------ Text to read
Interview Questions on This Topic

  • QWhy does Bellman-Ford need V-1 iterations?
  • QHow does Bellman-Ford detect negative cycles?
  • QWhat is the time complexity of Bellman-Ford?

Frequently Asked Questions

Why does Bellman-Ford need exactly V-1 passes?

The shortest path with no repeated vertices uses at most V-1 edges. Each pass of Bellman-Ford guarantees that all shortest paths using at most k edges are correctly computed after k passes. After V-1 passes, all shortest paths (which use at most V-1 edges) are found. A Vth pass that still finds improvement implies a cycle in the path, which must be a negative cycle.

When should I use Bellman-Ford instead of Dijkstra?

Use Bellman-Ford when: (1) the graph has negative weight edges, (2) you need to detect negative cycles, or (3) the graph is represented as an edge list. Use Dijkstra when all weights are non-negative and you need faster performance O((V+E) log V). In most competitive programming and interview problems, Dijkstra is preferred unless negative weights are specified.

Can Bellman-Ford find the shortest path in a graph with a negative cycle?

No. If a negative cycle is reachable from the source, the shortest path to some nodes is negative infinity (you can loop the negative cycle infinitely). Bellman-Ford detects the negative cycle but cannot return meaningful distances for nodes reachable through it. The algorithm returns a flag indicating cycle presence.
------------
------ Records provided
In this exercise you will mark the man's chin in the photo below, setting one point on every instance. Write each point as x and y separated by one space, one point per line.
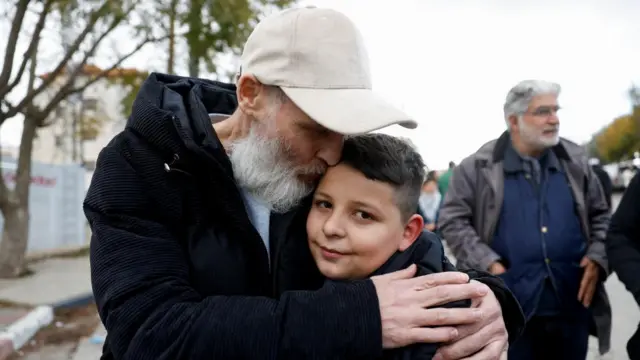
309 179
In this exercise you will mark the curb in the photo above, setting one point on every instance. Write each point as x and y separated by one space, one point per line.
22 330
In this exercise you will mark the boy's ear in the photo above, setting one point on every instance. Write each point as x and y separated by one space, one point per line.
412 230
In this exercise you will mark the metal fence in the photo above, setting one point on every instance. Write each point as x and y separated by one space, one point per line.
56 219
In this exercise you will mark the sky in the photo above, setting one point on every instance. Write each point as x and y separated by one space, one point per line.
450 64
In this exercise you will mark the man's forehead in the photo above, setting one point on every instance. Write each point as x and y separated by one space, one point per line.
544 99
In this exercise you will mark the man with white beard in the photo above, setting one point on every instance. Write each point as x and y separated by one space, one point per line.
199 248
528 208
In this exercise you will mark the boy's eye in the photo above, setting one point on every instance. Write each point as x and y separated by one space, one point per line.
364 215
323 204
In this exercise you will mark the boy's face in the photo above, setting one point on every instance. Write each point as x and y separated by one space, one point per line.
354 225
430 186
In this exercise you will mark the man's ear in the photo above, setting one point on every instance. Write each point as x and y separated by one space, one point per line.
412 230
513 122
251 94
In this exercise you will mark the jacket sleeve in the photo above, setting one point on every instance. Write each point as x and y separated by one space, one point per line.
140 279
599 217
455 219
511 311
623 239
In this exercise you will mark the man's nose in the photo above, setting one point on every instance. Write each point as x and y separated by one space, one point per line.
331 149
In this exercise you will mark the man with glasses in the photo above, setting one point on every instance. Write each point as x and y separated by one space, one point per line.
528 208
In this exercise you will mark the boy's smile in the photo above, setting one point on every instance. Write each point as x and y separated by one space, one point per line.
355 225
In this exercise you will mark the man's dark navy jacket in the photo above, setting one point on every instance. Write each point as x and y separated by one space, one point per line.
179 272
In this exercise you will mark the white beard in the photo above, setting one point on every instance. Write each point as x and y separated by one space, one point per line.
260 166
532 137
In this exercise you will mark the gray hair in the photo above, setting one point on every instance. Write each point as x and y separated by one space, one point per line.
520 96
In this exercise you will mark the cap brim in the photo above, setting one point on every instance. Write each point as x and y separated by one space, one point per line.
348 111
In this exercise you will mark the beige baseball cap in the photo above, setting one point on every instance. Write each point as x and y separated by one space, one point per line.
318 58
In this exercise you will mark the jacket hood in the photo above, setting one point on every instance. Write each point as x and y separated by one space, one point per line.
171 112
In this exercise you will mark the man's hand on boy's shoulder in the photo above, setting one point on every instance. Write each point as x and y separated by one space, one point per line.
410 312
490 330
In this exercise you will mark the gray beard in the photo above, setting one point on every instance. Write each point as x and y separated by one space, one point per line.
------------
------ Records provided
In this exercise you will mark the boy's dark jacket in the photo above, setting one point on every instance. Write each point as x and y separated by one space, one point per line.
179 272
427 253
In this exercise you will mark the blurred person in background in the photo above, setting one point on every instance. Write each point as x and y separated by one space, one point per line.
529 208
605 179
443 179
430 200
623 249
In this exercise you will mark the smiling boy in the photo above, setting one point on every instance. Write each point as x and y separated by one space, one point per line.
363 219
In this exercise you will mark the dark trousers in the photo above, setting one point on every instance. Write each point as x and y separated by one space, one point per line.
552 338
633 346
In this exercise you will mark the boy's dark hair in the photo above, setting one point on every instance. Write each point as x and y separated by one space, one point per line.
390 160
------------
Required task A - Echo the Bellman-Ford text word for word, covering everything from "The shortest path with" down to "instead of Dijkstra?".
Required task B -
Answer these questions from the Bellman-Ford text:
(i) At most how many edges does a shortest path with no repeated vertices use?
(ii) What performance does the text state for Dijkstra?
(iii) What does the algorithm return when a negative cycle is present?

Response A -
The shortest path with no repeated vertices uses at most V-1 edges. Each pass of Bellman-Ford guarantees that all shortest paths using at most k edges are correctly computed after k passes. After V-1 passes, all shortest paths (which use at most V-1 edges) are found. A Vth pass that still finds improvement implies a cycle in the path, which must be a negative cycle.

When should I use Bellman-Ford instead of Dijkstra?

Response B -
(i) At most V-1 edges.
(ii) O((V+E) log V).
(iii) A flag indicating cycle presence.